◆ Fragmento de página ◆
********
Me pongo un pedazo de miga en la boca y enseguida lo tengo que escupir (…) Me ahogo levemente y ni siquiera tragué el pan. Lo escupí y al pan escupido ya se lo comió una paloma. De golpe siento un mareo nauseabundo, casi no puedo moverme. Las palomas son cientos. Comen cerca de mis pies, me picotean los pies. Doy una vuelta sobre mí, doy otra, otra más. Caigo como en un precipicio. Estoy en el suelo con el estómago relajado, partido en dos. Cierro los ojos, tengo los brazos en cruz. Me estoy llenando de veneno y lo único que hice fue chupar un pedacito de pan. Las palomas me picotean la cara (…) veo palomas que comen lo poco que queda, unas pocas muertas y unas pocas que trastabillan. Más de la mitad de la terraza está cubierta de palomas todavía vivas (…) Una paloma levanta vuelo y otra la sigue. Hacen picada y se estrellan contra el asfalto. Parecen halcones yendo a toda velocidad contra la presa. Parecen mísiles aire—tierra, misiles de paz. Plumas, blanco, rojo y marrón (págs. 258-259).

 

Podría extenderme en el ejemplo de este capítulo llamado “Palomas”, uno de los mejor logrados de la novela. Sin embargo, sólo puedo asomar parte de ese vuelo en picada de Gabriel y sus odiadas palomas, de su visceral matanza colectiva y su cobarde renuncia. La acidez en la escritura de Pablo Ramos me recuerda la violenta prosa de Fernando Vallejo en sus novelas La virgen de los sicarios y El desbarrancadero. No obstante, y aunque ambos autores escriben desde una ferocidad extrema, Ramos mantiene atisbos de lucidez humana en su personaje, mientras que en Vallejo sólo se hace manifiesta la piedad sobre la vida animal.

 

En su desenfreno existencial Gabriel arrastra consigo familia y afectos. Acumula de modo indistinto éxito laboral y fracaso afectivo. Sin embargo, detrás de su amargura existe una solapada y desesperada búsqueda de ternura que le permitirá encontrar una posible salida de su infierno íntimo.  La conducción hacia esa laberíntica salida no es lograda a través de una probable Eurídice (ninguna de las mujeres, esposas y prostitutas, de Gabriel es capaz de conducirlo lejos del pozo); el personaje sólo encuentra escapatorias en las manos de los más pequeños: sus hijos y sobrinos, quienes logran arrancarle gestos tiernos como la invención y reinvención de historias de la infancia, estremeciendo así a un hombre aparentemente indiferente y sentimentalmente magro.

 

Por medio de su interacción con los chicos se produce una especie de revisión personal, de mirada retrospectiva que le permite a Gabriel una redención de culpas y reproches sobre el padre muerto:

 

Mi padre se moría y yo de espaldas, se llevaba esa luna que era su ser, su lado oscuro y también esa tenue luz. En sus manos, en sus ganas de disfrutar de la vida, en su sonrisa tan pocas veces derramada sobre nosotros, en el contraste de sus ojos claros contra la piel negra y curtida de la cara. Tropezando siempre contra la descomunal muralla de su miedo a amar (pág. 357).
********
◆ Tareas propuestas ◆
(1) Según el texto sobre la novela de Pablo Ramos, ¿en manos de quiénes encuentra Gabriel escapatorias?
(2) Prosigue el texto sobre la novela de Pablo Ramos a partir de la última cita.
Los registros no guardan relación con el texto sobre la novela de Pablo Ramos.

◆ Algunos registros ◆
********
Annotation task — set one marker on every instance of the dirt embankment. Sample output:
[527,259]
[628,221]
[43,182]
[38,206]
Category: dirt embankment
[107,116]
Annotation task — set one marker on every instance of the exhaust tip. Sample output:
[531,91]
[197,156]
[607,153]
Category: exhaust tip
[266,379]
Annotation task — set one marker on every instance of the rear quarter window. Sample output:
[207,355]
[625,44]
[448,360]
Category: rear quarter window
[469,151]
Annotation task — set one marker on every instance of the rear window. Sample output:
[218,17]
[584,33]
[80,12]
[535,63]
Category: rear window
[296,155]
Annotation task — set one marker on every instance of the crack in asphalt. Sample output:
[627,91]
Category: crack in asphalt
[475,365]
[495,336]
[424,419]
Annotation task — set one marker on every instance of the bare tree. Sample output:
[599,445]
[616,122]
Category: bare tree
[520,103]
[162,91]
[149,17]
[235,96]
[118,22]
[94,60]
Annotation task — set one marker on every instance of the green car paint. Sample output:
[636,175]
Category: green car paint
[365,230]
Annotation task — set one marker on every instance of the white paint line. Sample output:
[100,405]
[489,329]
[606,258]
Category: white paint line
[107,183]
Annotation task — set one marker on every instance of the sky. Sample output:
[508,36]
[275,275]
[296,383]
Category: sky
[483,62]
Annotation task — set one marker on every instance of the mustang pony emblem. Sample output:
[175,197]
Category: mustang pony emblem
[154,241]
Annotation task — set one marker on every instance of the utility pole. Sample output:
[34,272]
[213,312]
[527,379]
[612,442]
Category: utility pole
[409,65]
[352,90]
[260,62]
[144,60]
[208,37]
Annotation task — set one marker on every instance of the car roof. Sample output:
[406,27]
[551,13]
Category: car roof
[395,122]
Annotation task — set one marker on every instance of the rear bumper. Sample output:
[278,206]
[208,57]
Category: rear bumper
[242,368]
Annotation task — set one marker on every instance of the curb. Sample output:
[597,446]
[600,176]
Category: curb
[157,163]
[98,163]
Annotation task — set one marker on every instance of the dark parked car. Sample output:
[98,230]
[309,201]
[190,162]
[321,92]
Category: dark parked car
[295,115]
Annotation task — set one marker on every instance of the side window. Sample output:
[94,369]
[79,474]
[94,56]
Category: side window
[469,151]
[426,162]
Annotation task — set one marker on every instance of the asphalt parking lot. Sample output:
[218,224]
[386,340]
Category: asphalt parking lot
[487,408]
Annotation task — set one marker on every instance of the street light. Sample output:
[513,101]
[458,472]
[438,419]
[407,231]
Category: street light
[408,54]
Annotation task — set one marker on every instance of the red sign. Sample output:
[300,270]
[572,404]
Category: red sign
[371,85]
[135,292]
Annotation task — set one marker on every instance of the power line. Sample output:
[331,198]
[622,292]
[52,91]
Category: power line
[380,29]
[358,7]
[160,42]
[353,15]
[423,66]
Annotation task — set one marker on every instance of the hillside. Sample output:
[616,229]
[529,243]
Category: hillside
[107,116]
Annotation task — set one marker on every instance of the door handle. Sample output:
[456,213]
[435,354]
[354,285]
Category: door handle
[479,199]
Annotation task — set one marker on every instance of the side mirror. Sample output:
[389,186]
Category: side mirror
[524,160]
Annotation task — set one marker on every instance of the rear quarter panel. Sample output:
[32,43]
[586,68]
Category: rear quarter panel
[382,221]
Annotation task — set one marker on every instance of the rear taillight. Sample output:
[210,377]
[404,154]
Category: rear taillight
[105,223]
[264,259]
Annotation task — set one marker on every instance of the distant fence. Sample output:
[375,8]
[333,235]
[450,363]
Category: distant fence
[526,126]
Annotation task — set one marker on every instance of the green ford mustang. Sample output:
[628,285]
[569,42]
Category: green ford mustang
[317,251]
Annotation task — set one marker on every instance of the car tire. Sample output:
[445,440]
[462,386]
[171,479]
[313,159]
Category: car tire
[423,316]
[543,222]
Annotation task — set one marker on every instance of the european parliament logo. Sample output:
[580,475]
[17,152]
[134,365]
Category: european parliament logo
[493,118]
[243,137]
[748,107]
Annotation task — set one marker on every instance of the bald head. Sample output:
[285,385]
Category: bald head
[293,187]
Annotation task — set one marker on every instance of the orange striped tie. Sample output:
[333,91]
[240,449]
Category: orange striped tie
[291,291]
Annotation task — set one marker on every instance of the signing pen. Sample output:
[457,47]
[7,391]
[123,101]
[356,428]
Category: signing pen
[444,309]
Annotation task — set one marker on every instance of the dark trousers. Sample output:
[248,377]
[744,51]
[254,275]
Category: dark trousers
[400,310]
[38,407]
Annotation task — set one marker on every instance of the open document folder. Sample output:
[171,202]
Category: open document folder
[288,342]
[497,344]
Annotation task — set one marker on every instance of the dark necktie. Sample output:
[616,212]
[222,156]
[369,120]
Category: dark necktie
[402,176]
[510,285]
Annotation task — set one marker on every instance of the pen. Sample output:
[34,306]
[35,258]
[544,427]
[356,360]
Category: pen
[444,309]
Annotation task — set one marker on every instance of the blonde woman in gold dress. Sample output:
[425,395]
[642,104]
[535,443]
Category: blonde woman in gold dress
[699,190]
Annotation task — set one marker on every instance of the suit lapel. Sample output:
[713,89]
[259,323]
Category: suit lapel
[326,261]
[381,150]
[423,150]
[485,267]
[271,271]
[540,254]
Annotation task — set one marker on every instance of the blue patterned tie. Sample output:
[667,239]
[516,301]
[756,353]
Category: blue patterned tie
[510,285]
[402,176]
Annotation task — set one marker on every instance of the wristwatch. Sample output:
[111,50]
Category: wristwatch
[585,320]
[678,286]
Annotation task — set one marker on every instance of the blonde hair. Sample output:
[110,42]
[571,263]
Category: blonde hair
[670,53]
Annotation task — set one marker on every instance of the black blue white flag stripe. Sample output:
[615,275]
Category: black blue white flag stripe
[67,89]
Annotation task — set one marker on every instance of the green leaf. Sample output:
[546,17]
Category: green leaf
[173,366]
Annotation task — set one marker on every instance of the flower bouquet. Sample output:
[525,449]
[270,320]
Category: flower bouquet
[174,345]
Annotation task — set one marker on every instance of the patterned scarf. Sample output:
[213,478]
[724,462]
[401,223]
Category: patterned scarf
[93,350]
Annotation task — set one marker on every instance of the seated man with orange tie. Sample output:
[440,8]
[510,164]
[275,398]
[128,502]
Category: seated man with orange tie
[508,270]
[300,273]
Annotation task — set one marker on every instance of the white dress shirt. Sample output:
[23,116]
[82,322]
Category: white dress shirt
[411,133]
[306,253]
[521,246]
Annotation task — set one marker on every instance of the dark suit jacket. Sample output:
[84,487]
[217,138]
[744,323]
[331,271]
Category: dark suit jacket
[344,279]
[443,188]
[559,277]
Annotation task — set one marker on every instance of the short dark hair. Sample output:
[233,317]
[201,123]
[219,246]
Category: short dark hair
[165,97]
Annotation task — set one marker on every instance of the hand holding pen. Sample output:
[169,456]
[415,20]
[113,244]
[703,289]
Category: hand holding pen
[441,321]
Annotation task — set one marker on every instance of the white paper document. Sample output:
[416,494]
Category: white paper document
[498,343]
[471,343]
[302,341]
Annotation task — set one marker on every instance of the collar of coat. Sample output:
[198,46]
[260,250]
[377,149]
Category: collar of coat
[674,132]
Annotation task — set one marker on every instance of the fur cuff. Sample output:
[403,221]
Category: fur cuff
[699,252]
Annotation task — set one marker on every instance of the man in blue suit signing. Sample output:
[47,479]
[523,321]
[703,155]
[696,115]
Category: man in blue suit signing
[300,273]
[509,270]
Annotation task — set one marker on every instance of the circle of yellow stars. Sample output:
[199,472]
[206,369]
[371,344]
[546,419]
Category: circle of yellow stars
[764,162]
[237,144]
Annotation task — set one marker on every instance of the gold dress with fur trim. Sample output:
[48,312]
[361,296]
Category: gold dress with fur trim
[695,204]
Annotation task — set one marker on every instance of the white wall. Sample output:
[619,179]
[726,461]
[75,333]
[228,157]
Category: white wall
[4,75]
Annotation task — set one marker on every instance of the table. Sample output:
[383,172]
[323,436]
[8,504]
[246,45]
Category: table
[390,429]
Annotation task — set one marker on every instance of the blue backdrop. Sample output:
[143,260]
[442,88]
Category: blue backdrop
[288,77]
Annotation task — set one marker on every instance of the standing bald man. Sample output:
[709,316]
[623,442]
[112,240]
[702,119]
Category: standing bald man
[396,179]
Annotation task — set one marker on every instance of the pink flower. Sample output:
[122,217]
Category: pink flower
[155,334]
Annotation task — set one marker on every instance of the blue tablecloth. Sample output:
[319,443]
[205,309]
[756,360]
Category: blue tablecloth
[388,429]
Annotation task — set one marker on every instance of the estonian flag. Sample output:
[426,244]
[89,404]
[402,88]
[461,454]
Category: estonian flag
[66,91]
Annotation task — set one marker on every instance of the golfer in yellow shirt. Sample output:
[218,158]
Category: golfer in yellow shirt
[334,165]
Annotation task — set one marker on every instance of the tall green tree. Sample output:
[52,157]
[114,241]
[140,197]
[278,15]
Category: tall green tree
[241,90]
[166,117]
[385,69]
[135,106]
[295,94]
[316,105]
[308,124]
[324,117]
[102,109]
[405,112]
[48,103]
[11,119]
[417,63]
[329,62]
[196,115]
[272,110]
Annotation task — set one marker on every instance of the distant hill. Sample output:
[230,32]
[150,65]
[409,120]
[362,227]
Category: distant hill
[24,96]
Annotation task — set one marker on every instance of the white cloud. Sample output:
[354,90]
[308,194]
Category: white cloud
********
◆ Respuestas por tarea ◆
(1) En las manos de los más pequeños: sus hijos y sobrinos.

(2)
 

Junto a la historia de un hombre y sus demonios, inscribe Pablo Ramos notas de una realidad nacional argentina con remiendos de un pasado peronista, la brusquedad dictatorial de finales de los setenta y la oscuridad maloliente de una ciudad al margen del río de La Boca.  Puede decirse que la clásica fórmula “sexo, drogas y rock and roll” se hace manifiesta en este libro. Novela voraz que muerde, echa veneno y salpica con su espuma, pero que también ampara escurridizas salidas lejos del pozo y de la abyección.

Carolina Lozada

Ilustración: “Secret Weapon”, de Richard Stipl

3 comentarios:

Anónimo dijo...

Qué bueno tenerte de vuelta.

Y como es usual, me ha gustado mucho tu reseña, Carolina. Sos una de las pocas personas que tiene una habilidad especial para hablar sobre libros de manera amena e inteligente.

La metáfora primera me dejó pensando: conducir ebrio mientras se escucha a los Stones puede signifiar que mientras dura ni nos enteramos, y al final, tampoco... o que las posibilidades de un accidente fatal están sugeridas en cada esquina.

Saludos.

Carolina Lozada / Luis Moreno Villamediana dijo...

Gustavo:
Lo bueno es toparse con buenos narradores como Pablo Ramos, escritor que estuvo el año pasado en Mérida, visita de la que me enteré muy tarde, así que no pude conocerlo.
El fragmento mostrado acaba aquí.